Items from a data source =
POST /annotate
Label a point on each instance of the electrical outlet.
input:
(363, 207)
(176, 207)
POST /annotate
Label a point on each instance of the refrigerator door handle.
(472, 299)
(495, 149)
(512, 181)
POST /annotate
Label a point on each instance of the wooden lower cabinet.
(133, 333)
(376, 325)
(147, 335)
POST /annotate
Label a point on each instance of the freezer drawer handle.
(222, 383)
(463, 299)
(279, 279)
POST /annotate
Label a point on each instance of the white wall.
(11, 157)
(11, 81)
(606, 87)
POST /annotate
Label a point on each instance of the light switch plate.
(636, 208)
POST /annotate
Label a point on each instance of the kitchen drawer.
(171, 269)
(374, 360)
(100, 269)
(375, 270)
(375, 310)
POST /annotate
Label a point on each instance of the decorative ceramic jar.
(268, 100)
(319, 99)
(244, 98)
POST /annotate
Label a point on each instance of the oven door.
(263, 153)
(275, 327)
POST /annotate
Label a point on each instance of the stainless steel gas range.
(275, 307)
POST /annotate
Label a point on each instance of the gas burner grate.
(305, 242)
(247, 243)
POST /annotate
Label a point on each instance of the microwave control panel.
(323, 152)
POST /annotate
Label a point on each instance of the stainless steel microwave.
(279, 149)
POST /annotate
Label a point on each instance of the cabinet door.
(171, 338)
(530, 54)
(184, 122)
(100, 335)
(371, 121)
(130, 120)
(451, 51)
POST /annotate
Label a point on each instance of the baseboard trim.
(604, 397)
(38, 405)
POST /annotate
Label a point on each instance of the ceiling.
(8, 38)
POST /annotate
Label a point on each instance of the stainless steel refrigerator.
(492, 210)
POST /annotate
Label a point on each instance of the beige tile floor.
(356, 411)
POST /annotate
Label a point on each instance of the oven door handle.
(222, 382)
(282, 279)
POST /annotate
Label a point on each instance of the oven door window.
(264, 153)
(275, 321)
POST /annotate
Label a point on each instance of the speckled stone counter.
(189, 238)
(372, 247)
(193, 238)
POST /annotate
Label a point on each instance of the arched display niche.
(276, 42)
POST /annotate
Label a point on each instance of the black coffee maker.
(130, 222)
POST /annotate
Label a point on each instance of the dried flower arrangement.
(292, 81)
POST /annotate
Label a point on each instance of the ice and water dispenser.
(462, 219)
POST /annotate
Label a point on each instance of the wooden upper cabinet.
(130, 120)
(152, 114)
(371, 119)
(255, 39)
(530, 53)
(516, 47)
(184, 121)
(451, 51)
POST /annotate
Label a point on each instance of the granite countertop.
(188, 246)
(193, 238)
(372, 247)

WHAT THE TASK REQUIRES =
Output every entry word for word.

FINISHED TASK =
POST /annotate
Label a point on each instance of the electrical outlet.
input:
(363, 207)
(176, 207)
POST /annotate
Label a point on each instance of the refrigerator door handle.
(472, 299)
(495, 149)
(512, 181)
POST /annotate
Label a point on each instance of the wooden lower cabinet.
(133, 333)
(376, 325)
(147, 335)
POST /annotate
Label a point on each instance of the freezer drawer handle.
(222, 383)
(463, 299)
(279, 279)
POST /annotate
Label a point on each instance of the white wall.
(11, 157)
(11, 81)
(606, 87)
POST /annotate
Label a point on each instance of the light switch plate.
(636, 208)
POST /annotate
Label a point on each instance of the kitchen drawer.
(171, 269)
(374, 360)
(100, 269)
(375, 270)
(375, 310)
POST /annotate
Label a point on each instance of the decorative ceramic jar.
(268, 100)
(319, 99)
(244, 98)
POST /annotate
Label a point on each instance of the oven door.
(263, 153)
(275, 327)
POST /annotate
Label a point on each instance of the stainless steel gas range.
(275, 307)
POST /annotate
Label a point on each instance of the gas burner grate.
(305, 242)
(247, 243)
POST /annotate
Label a point on each instance of the microwave control panel.
(323, 152)
POST /annotate
Label a point on each instance of the stainless steel microwave.
(279, 149)
POST /annotate
Label a point on each instance of the cabinet door.
(171, 338)
(530, 54)
(184, 122)
(100, 335)
(371, 121)
(130, 120)
(451, 51)
POST /annotate
Label a point on each instance of the baseboard trim.
(604, 397)
(38, 405)
POST /annotate
Label a point on each instance of the ceiling.
(8, 38)
POST /annotate
Label a point on each instance of the stainless steel refrigerator.
(492, 210)
POST /annotate
Label a point on each instance of the beige tile floor.
(356, 411)
POST /annotate
Label a point on each instance of the oven door handle.
(222, 382)
(282, 279)
POST /annotate
Label a point on each instance of the oven door window.
(264, 153)
(275, 321)
POST /annotate
Label a point on each instance of the speckled stone counter.
(189, 238)
(372, 247)
(193, 238)
POST /annotate
Label a point on each instance of the arched display niche.
(276, 42)
POST /annotate
Label a point on each instance of the black coffee maker.
(130, 222)
POST /annotate
Label a point on each instance of the dried flower arrangement.
(292, 81)
POST /annotate
Label a point on each instance of the ice and water dispenser.
(462, 219)
POST /annotate
Label a point on each instance of the wooden upper cabinet.
(130, 120)
(152, 114)
(371, 119)
(255, 39)
(530, 53)
(516, 47)
(184, 121)
(451, 51)
POST /annotate
Label a point on each instance of the granite countertop.
(188, 246)
(193, 238)
(372, 247)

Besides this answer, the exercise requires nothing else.